◆ **Texto de referencia**
──────
La figura del héroe secular es un argumento al que se recurre a menudo en cine, sin embargo, llevar la historia del mesías sagrado a la pantalla grande ha significado un sinfín de problemas. La sacralidad nos impone distancia (¿cómo identificarse con un dios?) y la encarnación impone otra barrera qué es lo que se debe representar el sacrificio redentor o la lucha interna del Cristo (sin mencionar las objeciones de conciencia del propio cineasta o de la posibilidad de herir las susceptibilidades de su público).

Por ejemplo, Griffith en “Intolerancia” (1916) optó por una representación iconoclasta, contemplativa y distante al representar la historia de Jesús que contrasta con el tono melodramático de las otras partes del tríptico. Así también, “Rey de Reyes” (DeMille, 1927), “La historia más grande jamás contada” (Stevens, 1965) y “Jesús de Nazareth” (Zeffirelli, 1977) tampoco se atreven a penetrar en el terreno íntimo ni a violentar (o poner en duda) el carácter sagrado del protagonista.

Nicholas Ray en su versión de “Rey de Reyes” (1961) encontró una fórmula para eludir el hermetismo del personaje: apostó a la identificación del espectador con los personajes que rodean al mesías, pero no con Jesús mismo. Este mismo recurso sería usado por Norman Jewison en “Jesucristo Superestrella” (1973) donde los protagonistas reales son María Magdalena (la amante sublimada) y Judas (el amigo traidor). En la controvertida película de Mel Gibson “La Pasión de Cristo” (2004), tampoco hay una identificación con el mesías sino con la injusticia a través de la exacerbación del martirio.

No sería sino hasta “La última tentación de Cristo” que Scorsese logra explicar el relato a través de los ojos del propio Cristo previa desacralización. El mesías duda (muestra una debilidad muy humana) de su condición divina e imagina en el postrer momento qué hubiera sido de su vida de haberse abandonado a la humanidad.
──────
◆ **Requisitos del ejercicio**
Transcriba fielmente el pasaje del texto de referencia que se abre con las palabras "No sería sino" y se cierra con "a la humanidad.". Responda valiéndose exclusivamente del texto de referencia.

◆ **Datos registrados**
──────
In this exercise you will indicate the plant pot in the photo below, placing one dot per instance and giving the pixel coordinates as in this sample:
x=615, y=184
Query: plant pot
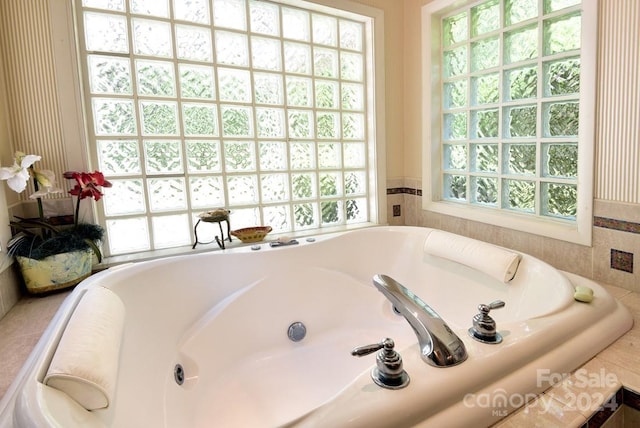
x=55, y=272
──────
◆ **Problema resuelto**
No sería sino hasta “La última tentación de Cristo” que Scorsese logra explicar el relato a través de los ojos del propio Cristo previa desacralización. El mesías duda (muestra una debilidad muy humana) de su condición divina e imagina en el postrer momento qué hubiera sido de su vida de haberse abandonado a la humanidad.